- Work order: Carry on the 2024 Phillips Award citation for Dr David Sands from after its last sentence, leaving aside the material that follows it.

(Beginning of Provided passage)

2024 Phillips Award: Dr David Sands
For work in higher education, particularly degree accreditation and the development of the new Institute of Physics accreditation scheme.
Dr David Sands has worked nationally and internationally over the last 20 years to support physics and physics educators in higher education. As the Institute of Physics (IOP)-nominated representative, he served two terms on the International Union of Pure and Applied Physics (IUPAP)’s Commission 14 (physics education) from 2014 to 2021, and as chair of the Physics Education Division of the European Physical Society, he actively collaborated with the IOP Higher Education Group to arrange joint meetings on topics of interest.
Within the IOP, he has worked extensively to promote physics education and in particular physics education research as a discipline. He served on the Education Board (which later became the Education Committee) from 2007 to 2016 and on the Higher Education Advisory Group from its inception to its dissolution following an IOP restructure. For several years, he was a member of the Committee of the Higher Education Group, helping organise meetings and events, and in particular helping to establish the annual Physics Higher Education Conference (PHEC) as an IOP-supported conference. He also served as chair of the Higher Education Group from 2014 to 2017.

(End of Provided passage)
(Beginning of Recorded data)

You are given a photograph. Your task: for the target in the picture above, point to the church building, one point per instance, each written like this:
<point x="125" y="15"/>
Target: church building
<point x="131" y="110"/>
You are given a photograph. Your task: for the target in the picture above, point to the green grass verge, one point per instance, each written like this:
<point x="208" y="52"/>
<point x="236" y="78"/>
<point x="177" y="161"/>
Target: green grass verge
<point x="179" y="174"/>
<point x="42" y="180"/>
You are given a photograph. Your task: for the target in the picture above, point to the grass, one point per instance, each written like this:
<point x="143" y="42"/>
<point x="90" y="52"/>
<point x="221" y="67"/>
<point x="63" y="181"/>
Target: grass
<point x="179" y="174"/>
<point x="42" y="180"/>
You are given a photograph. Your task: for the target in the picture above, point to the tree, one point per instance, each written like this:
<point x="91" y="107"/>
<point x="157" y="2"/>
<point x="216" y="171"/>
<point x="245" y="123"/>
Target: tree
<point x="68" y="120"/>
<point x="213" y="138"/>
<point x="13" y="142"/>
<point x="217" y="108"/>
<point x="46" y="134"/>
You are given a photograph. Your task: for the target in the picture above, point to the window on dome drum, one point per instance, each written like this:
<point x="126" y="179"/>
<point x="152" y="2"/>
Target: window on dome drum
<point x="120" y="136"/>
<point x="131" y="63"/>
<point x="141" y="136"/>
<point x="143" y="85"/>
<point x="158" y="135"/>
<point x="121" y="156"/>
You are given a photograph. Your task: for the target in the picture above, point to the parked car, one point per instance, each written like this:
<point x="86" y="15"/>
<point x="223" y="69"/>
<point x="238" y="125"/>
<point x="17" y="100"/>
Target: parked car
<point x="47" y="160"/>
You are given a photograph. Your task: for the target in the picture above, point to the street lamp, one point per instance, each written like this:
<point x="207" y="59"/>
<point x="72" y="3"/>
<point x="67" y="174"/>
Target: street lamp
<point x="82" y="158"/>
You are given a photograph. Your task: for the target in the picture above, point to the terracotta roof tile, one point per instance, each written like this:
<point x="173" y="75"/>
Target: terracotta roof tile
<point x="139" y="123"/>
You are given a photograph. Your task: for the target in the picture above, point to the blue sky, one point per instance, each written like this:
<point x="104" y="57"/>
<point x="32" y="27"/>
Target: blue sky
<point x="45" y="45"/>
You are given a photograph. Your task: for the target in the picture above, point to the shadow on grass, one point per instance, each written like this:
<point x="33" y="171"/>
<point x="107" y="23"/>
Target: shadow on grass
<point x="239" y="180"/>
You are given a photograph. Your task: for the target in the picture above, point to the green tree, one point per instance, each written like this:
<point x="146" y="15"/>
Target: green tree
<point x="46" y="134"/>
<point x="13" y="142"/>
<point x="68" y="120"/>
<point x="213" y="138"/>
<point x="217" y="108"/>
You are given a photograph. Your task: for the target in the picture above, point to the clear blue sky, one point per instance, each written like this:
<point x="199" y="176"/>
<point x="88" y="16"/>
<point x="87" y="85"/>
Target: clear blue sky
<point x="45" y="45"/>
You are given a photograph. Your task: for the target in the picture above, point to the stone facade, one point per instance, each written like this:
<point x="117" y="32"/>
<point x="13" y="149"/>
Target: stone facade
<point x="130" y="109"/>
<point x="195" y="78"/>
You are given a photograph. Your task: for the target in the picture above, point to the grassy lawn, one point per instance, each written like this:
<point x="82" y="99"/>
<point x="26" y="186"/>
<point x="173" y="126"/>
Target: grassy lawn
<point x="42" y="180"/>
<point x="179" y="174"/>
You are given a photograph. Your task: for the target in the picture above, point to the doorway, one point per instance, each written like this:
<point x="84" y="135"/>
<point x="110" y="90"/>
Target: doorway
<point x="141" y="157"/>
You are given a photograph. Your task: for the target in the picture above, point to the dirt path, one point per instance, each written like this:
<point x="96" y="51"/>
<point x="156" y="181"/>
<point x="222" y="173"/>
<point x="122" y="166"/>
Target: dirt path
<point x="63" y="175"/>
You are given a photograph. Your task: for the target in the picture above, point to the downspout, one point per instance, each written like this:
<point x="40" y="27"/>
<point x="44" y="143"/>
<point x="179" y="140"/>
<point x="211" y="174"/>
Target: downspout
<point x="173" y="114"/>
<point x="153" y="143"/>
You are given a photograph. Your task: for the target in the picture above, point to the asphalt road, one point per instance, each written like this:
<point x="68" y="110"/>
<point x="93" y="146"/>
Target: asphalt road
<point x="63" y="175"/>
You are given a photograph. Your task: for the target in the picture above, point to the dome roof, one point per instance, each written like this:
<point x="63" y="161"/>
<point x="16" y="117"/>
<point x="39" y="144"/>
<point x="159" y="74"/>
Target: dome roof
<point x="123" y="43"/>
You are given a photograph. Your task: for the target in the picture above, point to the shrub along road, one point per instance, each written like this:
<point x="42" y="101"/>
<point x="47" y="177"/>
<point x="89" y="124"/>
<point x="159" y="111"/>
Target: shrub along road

(End of Recorded data)

- Expected output:
His most significant contribution to the IOP’s work in education has been in degree accreditation. As an IOP accreditation assessor from 2005 to the present date, he is one of the most experienced of current assessors and has made around 40 visits to different institutions, chairing well over half of those visits. He was appointed to the Degree Accreditation Committee in 2006, becoming chair in 2013 until 2019. As chair, he led a group that reviewed the accreditation criteria over the period 2017 to 2020. Degree accreditation is reviewed periodically, but this review was radical, changing the entire scheme to focus on the abilities of a graduate rather than the content of a degree. The graduate outcomes very much reflect his deep familiarity with physics education research and the development of physics skills and competences.
The outbreak of the global COVID-19 pandemic in late 2019 delayed the implementation of the new scheme to this current academic year. Nevertheless, the scheme has changed the way that many departments are approaching degree accreditation and allowed them the freedom to develop physics programmes in more exciting ways. It is possible to say now that the changes have been successful and that the new scheme represents not only a significant contribution to physics education nationally, but also a significant contribution to the IOP’s commitment to standards in physics education as set out in the IOP’s Royal Charter.